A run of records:
•••••

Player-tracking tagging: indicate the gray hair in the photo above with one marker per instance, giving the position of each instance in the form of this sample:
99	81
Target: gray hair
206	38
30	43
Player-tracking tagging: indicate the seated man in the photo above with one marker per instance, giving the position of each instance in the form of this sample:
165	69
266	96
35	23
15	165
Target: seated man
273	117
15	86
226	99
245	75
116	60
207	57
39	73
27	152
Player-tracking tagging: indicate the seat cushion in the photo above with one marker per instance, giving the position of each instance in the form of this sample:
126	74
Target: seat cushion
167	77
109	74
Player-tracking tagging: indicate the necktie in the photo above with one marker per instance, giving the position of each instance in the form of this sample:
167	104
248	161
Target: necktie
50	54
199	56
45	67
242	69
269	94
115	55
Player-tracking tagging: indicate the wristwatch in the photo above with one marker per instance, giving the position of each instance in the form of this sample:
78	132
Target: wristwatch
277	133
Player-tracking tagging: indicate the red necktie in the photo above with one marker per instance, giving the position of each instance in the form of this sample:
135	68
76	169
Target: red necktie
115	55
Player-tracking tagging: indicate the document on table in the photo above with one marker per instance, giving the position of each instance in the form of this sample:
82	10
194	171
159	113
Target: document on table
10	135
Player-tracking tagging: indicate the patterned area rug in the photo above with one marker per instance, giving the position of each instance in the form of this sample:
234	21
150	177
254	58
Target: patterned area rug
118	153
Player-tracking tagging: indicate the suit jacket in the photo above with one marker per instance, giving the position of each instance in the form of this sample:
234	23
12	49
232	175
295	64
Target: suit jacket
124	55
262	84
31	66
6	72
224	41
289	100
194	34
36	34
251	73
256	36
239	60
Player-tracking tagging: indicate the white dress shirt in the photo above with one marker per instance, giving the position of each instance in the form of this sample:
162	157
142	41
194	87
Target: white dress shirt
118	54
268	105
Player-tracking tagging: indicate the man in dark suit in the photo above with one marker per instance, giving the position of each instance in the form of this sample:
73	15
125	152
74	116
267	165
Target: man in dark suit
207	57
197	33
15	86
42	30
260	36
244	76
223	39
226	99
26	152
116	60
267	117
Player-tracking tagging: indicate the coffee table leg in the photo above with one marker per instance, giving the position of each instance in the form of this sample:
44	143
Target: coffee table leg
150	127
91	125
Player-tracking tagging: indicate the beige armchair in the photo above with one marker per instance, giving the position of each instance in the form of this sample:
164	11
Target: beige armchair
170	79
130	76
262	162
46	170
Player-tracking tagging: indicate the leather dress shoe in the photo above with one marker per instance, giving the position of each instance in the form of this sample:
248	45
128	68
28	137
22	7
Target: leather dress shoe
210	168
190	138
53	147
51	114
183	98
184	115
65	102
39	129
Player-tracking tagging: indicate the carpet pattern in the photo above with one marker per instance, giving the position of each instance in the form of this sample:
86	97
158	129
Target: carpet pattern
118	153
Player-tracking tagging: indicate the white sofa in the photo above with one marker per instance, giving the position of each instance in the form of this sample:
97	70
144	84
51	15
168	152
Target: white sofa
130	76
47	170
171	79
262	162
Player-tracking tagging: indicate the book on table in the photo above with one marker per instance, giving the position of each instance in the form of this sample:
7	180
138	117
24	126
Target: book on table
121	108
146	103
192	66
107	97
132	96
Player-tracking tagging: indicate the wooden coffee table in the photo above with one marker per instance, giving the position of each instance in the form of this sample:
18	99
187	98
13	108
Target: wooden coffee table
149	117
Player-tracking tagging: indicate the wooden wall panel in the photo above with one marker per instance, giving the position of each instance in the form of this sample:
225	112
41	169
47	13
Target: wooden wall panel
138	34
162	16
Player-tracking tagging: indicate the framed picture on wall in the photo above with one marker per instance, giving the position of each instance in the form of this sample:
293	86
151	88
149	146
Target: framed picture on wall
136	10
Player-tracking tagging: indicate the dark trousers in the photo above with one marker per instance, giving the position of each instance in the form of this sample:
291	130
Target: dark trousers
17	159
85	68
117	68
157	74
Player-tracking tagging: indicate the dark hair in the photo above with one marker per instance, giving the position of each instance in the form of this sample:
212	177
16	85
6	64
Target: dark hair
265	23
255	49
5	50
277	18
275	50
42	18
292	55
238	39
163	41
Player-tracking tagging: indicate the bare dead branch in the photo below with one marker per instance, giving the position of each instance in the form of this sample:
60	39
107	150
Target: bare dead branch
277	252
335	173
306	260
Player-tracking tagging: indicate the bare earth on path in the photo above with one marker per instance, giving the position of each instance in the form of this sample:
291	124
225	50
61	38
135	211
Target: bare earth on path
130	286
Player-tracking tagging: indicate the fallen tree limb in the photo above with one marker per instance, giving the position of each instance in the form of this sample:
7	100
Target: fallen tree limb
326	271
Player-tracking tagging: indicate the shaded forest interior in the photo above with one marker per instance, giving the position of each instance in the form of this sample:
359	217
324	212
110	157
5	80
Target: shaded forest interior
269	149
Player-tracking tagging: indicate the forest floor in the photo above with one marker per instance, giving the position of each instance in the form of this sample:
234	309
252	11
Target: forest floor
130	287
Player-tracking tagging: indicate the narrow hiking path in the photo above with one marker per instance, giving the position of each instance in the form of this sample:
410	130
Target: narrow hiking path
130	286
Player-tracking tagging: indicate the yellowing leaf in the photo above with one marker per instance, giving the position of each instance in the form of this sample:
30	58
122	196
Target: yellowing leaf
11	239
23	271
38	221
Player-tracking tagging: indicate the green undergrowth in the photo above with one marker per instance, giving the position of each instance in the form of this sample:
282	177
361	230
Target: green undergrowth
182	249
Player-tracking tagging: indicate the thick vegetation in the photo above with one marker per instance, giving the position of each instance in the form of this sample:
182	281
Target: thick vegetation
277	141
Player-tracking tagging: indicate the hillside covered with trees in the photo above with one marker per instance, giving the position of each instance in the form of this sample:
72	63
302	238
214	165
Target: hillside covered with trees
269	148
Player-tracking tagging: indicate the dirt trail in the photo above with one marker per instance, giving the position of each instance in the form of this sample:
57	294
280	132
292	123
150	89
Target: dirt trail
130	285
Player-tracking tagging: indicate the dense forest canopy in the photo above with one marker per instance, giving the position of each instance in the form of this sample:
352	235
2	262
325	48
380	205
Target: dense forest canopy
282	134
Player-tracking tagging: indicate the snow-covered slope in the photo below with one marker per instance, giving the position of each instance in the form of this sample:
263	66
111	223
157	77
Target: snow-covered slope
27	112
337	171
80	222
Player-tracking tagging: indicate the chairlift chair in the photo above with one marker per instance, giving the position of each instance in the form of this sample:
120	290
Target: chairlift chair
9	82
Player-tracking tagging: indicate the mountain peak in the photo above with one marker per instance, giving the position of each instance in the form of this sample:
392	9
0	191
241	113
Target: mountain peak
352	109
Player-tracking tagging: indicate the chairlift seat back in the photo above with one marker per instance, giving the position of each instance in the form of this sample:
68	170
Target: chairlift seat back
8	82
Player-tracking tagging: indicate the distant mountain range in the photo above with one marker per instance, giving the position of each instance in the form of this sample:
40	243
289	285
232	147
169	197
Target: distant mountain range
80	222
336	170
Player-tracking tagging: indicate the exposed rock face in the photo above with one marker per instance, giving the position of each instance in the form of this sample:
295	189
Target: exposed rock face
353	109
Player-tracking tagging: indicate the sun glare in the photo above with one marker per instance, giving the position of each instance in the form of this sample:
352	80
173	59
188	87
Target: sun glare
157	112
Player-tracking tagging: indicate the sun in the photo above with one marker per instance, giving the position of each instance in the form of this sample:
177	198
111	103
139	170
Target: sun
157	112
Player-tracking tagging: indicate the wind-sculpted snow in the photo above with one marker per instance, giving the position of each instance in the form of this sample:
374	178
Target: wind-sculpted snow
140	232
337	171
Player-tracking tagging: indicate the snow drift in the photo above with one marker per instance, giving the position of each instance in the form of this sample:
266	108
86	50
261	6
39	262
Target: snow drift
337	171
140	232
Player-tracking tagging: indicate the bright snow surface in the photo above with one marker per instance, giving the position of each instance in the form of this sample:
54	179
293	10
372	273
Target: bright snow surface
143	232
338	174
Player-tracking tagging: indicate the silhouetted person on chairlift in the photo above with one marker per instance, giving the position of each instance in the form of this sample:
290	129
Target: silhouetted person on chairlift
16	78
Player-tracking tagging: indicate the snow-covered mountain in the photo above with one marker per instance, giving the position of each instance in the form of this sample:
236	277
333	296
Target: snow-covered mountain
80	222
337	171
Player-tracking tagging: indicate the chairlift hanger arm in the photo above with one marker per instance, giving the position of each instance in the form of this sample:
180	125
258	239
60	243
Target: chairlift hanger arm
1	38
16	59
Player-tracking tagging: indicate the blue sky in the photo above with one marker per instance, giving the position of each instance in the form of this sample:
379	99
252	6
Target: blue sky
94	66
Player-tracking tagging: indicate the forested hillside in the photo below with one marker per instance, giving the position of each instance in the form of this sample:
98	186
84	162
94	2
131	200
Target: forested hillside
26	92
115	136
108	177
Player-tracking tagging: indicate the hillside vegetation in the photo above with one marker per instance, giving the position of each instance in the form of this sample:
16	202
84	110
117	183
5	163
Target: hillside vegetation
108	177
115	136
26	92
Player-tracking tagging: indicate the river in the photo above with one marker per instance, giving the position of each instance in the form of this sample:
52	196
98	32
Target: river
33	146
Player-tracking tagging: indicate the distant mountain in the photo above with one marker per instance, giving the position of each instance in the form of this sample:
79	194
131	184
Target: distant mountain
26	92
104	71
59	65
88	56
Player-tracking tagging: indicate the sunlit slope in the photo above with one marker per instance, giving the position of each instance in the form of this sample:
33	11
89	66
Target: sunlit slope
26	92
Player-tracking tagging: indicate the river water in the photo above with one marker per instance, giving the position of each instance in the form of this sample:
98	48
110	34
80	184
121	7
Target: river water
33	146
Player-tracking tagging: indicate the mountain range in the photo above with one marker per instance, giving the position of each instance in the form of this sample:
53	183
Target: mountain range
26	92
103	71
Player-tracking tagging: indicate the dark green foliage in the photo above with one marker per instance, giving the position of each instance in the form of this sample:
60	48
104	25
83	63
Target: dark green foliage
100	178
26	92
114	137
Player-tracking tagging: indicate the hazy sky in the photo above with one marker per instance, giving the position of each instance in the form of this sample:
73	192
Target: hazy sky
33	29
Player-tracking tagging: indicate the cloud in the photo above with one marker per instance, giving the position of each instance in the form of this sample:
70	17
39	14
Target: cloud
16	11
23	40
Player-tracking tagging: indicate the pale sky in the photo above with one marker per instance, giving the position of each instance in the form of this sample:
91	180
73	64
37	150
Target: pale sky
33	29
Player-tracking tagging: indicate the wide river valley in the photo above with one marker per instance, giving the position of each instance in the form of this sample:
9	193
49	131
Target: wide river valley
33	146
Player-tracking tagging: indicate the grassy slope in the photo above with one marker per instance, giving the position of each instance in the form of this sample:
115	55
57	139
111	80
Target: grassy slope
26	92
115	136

•••••

_WRITTEN EXERCISE:_
Repeat word for word every line from the one that holds "Player-tracking tagging: indicate the cloud" to the end. Both ends count.

_SOLVED EXERCISE:_
Player-tracking tagging: indicate the cloud in the photo above with one marker per instance, giving the position of each instance in the form of this sample:
70	17
39	14
Target: cloud
16	11
23	40
Player-tracking tagging: indicate the pale sky in the photo above with one marker per instance, giving the position of each instance in the form of this sample:
91	180
73	64
37	150
Target: pale sky
33	29
Player-tracking tagging: indicate the wide river valley in the photo above with one marker per instance, giving the position of each instance in the form of this sample:
9	193
49	131
Target: wide river valley
33	146
Player-tracking tagging: indicate the grassy slope in the photo above with one marker per instance, giving the position of each instance in the form of this sample:
115	55
57	139
111	80
Target: grassy slope
26	92
115	136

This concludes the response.